TASK TO CARRY OUT — Search the data for "gray". Return each matching line.

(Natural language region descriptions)
────────────────────

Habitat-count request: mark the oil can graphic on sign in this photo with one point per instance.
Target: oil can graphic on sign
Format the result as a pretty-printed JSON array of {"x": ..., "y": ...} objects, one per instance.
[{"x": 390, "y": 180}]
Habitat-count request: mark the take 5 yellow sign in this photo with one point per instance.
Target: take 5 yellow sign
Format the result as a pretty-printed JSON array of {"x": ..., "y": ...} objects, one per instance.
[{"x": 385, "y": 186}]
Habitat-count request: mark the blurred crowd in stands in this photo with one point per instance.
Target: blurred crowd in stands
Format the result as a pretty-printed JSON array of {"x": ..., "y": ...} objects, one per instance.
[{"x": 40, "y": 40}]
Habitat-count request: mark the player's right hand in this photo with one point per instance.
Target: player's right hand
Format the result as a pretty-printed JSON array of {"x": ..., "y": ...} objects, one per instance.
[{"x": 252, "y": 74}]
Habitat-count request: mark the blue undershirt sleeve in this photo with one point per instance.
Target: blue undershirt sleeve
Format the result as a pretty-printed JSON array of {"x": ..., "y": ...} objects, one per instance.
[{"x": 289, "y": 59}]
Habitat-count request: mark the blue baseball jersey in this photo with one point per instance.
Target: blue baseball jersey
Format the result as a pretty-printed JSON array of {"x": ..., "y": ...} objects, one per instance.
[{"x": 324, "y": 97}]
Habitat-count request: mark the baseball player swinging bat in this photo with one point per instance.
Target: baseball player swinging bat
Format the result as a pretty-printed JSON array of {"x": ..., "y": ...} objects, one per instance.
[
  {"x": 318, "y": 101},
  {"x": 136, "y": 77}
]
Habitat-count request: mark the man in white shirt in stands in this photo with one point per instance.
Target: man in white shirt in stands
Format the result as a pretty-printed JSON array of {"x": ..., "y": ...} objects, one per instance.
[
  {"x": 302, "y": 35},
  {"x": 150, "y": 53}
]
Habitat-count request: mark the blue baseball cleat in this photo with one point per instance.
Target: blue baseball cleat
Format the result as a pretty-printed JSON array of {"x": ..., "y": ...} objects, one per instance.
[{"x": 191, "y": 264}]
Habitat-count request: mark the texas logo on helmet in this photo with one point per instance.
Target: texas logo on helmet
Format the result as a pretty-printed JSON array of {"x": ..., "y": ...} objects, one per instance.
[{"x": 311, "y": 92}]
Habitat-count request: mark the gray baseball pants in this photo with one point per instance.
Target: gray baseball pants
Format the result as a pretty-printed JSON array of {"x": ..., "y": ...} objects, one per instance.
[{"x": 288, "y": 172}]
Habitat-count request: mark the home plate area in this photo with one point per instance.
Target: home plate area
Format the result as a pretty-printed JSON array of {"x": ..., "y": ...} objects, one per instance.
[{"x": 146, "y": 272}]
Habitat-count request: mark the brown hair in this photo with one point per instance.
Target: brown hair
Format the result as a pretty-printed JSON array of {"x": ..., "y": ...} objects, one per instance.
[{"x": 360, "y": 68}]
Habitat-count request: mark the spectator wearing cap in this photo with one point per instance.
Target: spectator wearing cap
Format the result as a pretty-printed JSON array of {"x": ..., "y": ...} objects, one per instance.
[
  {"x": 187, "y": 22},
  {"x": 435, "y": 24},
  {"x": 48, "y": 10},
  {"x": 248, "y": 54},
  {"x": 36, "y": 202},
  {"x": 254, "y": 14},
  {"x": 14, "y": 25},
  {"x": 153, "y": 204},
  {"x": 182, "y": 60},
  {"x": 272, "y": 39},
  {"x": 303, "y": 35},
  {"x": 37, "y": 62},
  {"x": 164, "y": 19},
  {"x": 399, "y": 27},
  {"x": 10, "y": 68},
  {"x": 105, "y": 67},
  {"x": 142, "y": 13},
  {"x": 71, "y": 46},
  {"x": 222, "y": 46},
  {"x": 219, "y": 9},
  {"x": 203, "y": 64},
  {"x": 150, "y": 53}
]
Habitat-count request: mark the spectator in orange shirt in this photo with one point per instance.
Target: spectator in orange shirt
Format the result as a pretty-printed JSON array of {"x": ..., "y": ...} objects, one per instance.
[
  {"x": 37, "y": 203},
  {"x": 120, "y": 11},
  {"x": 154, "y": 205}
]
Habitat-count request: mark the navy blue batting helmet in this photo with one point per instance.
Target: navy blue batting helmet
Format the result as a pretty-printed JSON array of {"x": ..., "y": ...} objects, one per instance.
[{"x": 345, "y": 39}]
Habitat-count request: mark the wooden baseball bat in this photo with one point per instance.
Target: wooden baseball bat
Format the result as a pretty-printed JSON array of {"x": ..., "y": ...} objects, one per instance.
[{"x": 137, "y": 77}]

────────────────────

TASK RESULT —
Habitat-count request: mark the gray baseball pants in this photo with one point per instance.
Target: gray baseball pants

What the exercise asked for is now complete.